A Skin So Soft () is a 2017 documentary film, directed by Canadian director Denis Côté. A Canadian, French and Swiss coproduction, the film chronicles the daily monotonous routines of a select few men whose lives revolve around extreme bodybuilding.

The film premiered at the Locarno International Film Festival in August 2017, and is slated to have its Canadian premiere at the 2017 Toronto International Film Festival.

The movie was originally produced in French and some have noted that the title's translation to English has produced a linguistic chasm. The direct translation of the French title, Ta peau si lisse being "a skin so smooth", which upon initial examination flows more easily with the images that come to mind when one thinks of the over pumped and well-maintained muscles of the Canadian bodybuilders featured, than the delicate title A Skin So Soft.

Summary
Jean-François, Ronald, Alexis, Cédric, Benoit and Maxim are tenacious strongman of modern times. Coming from backgrounds as diverse as Strongman (strength athlete) to a longtime bodybuilder to a veteran, they all share one common and ultimate desire; to overcome the limitations of man. The movies capture the intimacy, precision and discipline required of these strongmen in their daily lives.

Part of a data file:
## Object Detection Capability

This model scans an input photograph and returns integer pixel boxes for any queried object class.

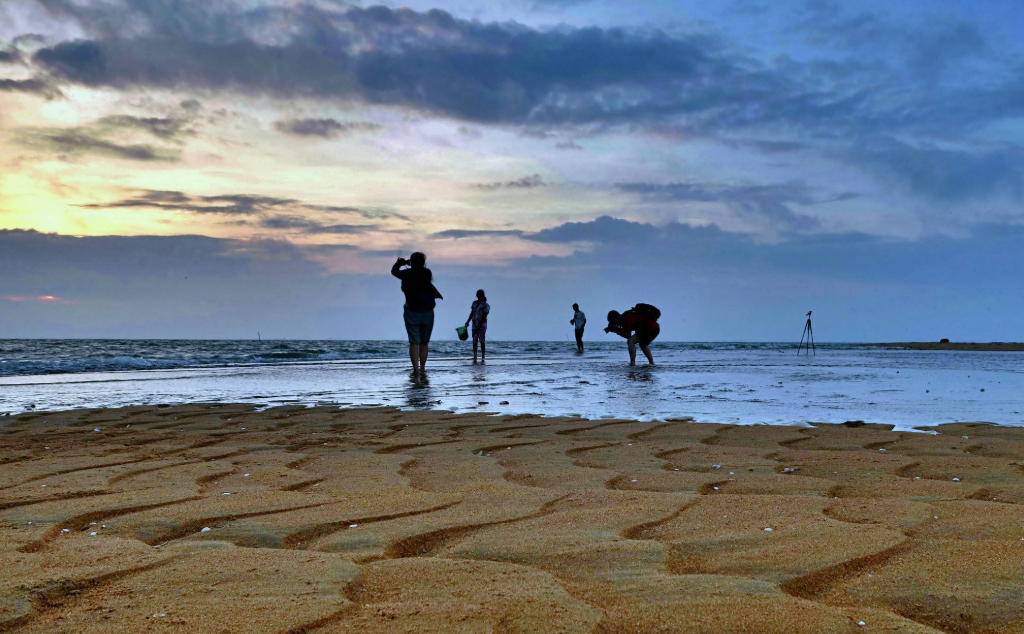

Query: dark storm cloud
[14,0,1024,207]
[273,119,382,138]
[473,174,547,192]
[22,0,1024,142]
[25,3,739,122]
[18,128,180,163]
[618,182,839,230]
[795,0,988,83]
[513,216,1024,294]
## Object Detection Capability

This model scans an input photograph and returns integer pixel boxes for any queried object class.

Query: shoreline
[0,404,1024,634]
[863,341,1024,352]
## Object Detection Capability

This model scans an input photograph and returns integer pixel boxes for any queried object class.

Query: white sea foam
[0,341,1024,429]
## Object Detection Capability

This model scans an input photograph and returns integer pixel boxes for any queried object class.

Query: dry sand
[0,405,1024,634]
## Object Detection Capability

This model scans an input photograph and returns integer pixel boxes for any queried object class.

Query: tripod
[797,310,818,356]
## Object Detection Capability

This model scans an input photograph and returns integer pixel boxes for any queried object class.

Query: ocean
[0,338,1024,429]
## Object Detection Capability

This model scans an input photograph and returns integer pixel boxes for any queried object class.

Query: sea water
[0,340,1024,428]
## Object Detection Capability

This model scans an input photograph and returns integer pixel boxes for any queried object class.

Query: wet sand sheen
[0,405,1024,634]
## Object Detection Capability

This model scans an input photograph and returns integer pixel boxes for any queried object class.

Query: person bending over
[466,289,490,364]
[569,304,587,354]
[391,252,443,374]
[604,304,662,366]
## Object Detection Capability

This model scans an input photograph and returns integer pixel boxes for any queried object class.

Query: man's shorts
[404,306,434,345]
[637,322,662,345]
[473,322,487,343]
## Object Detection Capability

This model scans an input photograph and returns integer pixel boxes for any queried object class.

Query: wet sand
[870,341,1024,352]
[0,405,1024,634]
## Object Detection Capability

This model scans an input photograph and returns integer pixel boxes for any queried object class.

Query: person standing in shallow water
[604,304,662,366]
[466,289,490,364]
[569,304,587,354]
[391,252,443,374]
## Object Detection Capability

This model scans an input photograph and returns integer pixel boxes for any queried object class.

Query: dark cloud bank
[8,221,1024,341]
[18,0,1024,203]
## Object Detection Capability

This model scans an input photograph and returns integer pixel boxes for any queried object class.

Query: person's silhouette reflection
[406,372,435,410]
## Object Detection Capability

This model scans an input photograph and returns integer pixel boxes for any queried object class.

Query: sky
[0,0,1024,341]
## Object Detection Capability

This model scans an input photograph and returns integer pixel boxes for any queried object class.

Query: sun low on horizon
[0,0,1024,341]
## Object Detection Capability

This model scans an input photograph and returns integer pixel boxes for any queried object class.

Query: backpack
[633,304,662,322]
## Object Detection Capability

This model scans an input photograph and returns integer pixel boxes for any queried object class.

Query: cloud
[430,229,524,240]
[259,215,381,236]
[618,182,831,230]
[94,115,195,140]
[18,128,180,163]
[24,2,738,122]
[0,79,63,99]
[841,138,1024,203]
[78,189,409,227]
[473,174,547,192]
[273,119,383,138]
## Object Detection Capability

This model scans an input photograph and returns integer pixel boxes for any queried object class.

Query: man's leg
[640,343,654,366]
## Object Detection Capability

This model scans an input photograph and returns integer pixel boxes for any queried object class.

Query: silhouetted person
[466,289,490,364]
[569,304,587,354]
[604,304,662,366]
[391,252,443,373]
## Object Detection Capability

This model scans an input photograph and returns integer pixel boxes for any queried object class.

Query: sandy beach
[0,405,1024,634]
[872,341,1024,352]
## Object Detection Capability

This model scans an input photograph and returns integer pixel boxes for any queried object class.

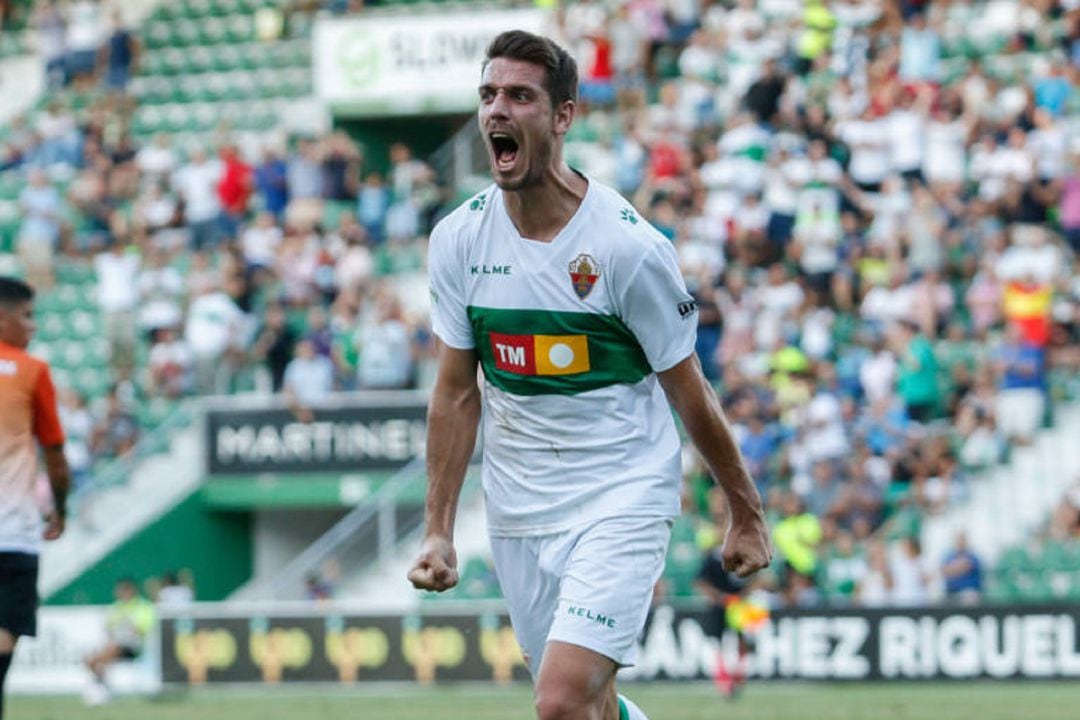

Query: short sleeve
[620,242,698,372]
[428,222,475,350]
[33,365,64,448]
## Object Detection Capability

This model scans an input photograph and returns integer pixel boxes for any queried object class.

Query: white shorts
[491,517,672,678]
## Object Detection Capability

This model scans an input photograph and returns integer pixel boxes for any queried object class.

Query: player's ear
[555,100,578,135]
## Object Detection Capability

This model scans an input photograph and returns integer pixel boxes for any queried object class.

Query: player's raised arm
[657,355,772,578]
[408,341,481,592]
[33,360,71,540]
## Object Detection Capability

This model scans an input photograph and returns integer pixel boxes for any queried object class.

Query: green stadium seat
[50,369,75,389]
[225,15,255,42]
[199,17,229,45]
[143,21,173,50]
[73,367,112,399]
[38,312,67,342]
[65,310,102,340]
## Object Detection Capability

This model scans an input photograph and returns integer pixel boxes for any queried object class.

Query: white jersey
[429,180,697,536]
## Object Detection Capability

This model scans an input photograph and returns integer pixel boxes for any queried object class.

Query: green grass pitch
[5,682,1080,720]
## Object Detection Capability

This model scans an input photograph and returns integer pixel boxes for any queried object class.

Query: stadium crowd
[0,0,1080,604]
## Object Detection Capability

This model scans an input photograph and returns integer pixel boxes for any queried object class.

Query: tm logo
[566,604,615,627]
[337,29,379,87]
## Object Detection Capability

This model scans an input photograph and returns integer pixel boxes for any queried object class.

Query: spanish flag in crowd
[1003,282,1054,348]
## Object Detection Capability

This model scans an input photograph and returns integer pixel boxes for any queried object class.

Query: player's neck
[502,163,589,243]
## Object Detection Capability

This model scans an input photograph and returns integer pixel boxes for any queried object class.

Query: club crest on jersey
[570,253,600,300]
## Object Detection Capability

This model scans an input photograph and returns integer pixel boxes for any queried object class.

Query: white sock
[619,695,649,720]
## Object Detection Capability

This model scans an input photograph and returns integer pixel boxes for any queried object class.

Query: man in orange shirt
[0,277,71,720]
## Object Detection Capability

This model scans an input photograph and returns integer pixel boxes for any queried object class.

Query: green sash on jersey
[467,305,652,395]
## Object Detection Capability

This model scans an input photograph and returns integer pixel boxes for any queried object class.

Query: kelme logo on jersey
[488,332,590,375]
[570,253,600,300]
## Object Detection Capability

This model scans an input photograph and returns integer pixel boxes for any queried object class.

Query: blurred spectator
[158,571,195,609]
[91,385,139,458]
[320,133,360,201]
[252,302,297,393]
[67,0,105,82]
[33,0,68,90]
[57,390,94,496]
[137,246,185,339]
[217,145,252,241]
[327,213,375,290]
[900,12,941,82]
[254,146,289,222]
[94,239,141,378]
[889,536,930,608]
[17,168,60,293]
[995,324,1047,444]
[146,326,194,398]
[855,541,893,608]
[240,210,284,269]
[892,322,939,423]
[135,133,177,185]
[941,532,983,604]
[103,10,138,93]
[356,291,415,390]
[772,492,822,576]
[286,138,323,225]
[84,580,157,705]
[819,530,868,607]
[356,173,390,244]
[1050,480,1080,541]
[173,148,224,250]
[282,340,334,422]
[184,276,247,394]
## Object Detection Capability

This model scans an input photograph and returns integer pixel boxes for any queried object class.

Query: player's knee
[536,688,599,720]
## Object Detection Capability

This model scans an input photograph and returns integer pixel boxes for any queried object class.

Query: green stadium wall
[45,490,253,606]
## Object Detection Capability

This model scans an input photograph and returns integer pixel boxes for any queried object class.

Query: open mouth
[488,133,517,172]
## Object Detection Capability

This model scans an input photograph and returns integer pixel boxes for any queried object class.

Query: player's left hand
[408,535,458,593]
[724,514,772,578]
[41,511,64,540]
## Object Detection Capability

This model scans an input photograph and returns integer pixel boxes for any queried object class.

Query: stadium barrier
[9,601,1080,693]
[6,606,161,695]
[147,601,1080,684]
[203,391,428,476]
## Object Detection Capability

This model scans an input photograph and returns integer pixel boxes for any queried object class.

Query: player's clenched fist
[724,516,772,578]
[408,535,458,593]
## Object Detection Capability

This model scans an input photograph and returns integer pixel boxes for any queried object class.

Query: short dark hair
[0,275,33,305]
[484,30,578,108]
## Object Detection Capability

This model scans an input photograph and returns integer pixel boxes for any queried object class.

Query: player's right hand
[408,535,458,593]
[41,511,64,540]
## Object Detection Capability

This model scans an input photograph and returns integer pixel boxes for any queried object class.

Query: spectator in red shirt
[217,145,252,239]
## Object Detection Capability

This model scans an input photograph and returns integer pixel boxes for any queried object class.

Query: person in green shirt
[772,492,822,576]
[891,321,939,422]
[84,579,157,705]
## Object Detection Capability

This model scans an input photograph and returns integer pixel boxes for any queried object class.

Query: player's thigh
[491,538,558,678]
[548,517,671,665]
[0,553,38,638]
[536,641,619,720]
[0,627,17,655]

§ Tasks to carry out
[A] According to the passage about A Skin So Soft, mark each statement yes or no and quote the words of the passage that decide it: (i) The film premiered at the Toronto International Film Festival. (ii) The film's French title is Ta peau si lisse. (iii) Denis Côté is a Canadian director.
[B] List every man named in the summary section of the passage about A Skin So Soft.
[C] Duplicate the part of the passage about A Skin So Soft that starts with "A Skin So Soft ()" and goes on through "International Film Festival.".
The rows are not needed.

§ Responses to the exercise
[A]
(i) No: "The film premiered at the Locarno International Film Festival in August 2017"
(ii) Yes: "The direct translation of the French title, Ta peau si lisse being "a skin so smooth""
(iii) Yes: "directed by Canadian director Denis Côté"

[B] Jean-François, Ronald, Alexis, Cédric, Benoit, Maxim

[C]
A Skin So Soft () is a 2017 documentary film, directed by Canadian director Denis Côté. A Canadian, French and Swiss coproduction, the film chronicles the daily monotonous routines of a select few men whose lives revolve around extreme bodybuilding.

The film premiered at the Locarno International Film Festival in August 2017, and is slated to have its Canadian premiere at the 2017 Toronto International Film Festival.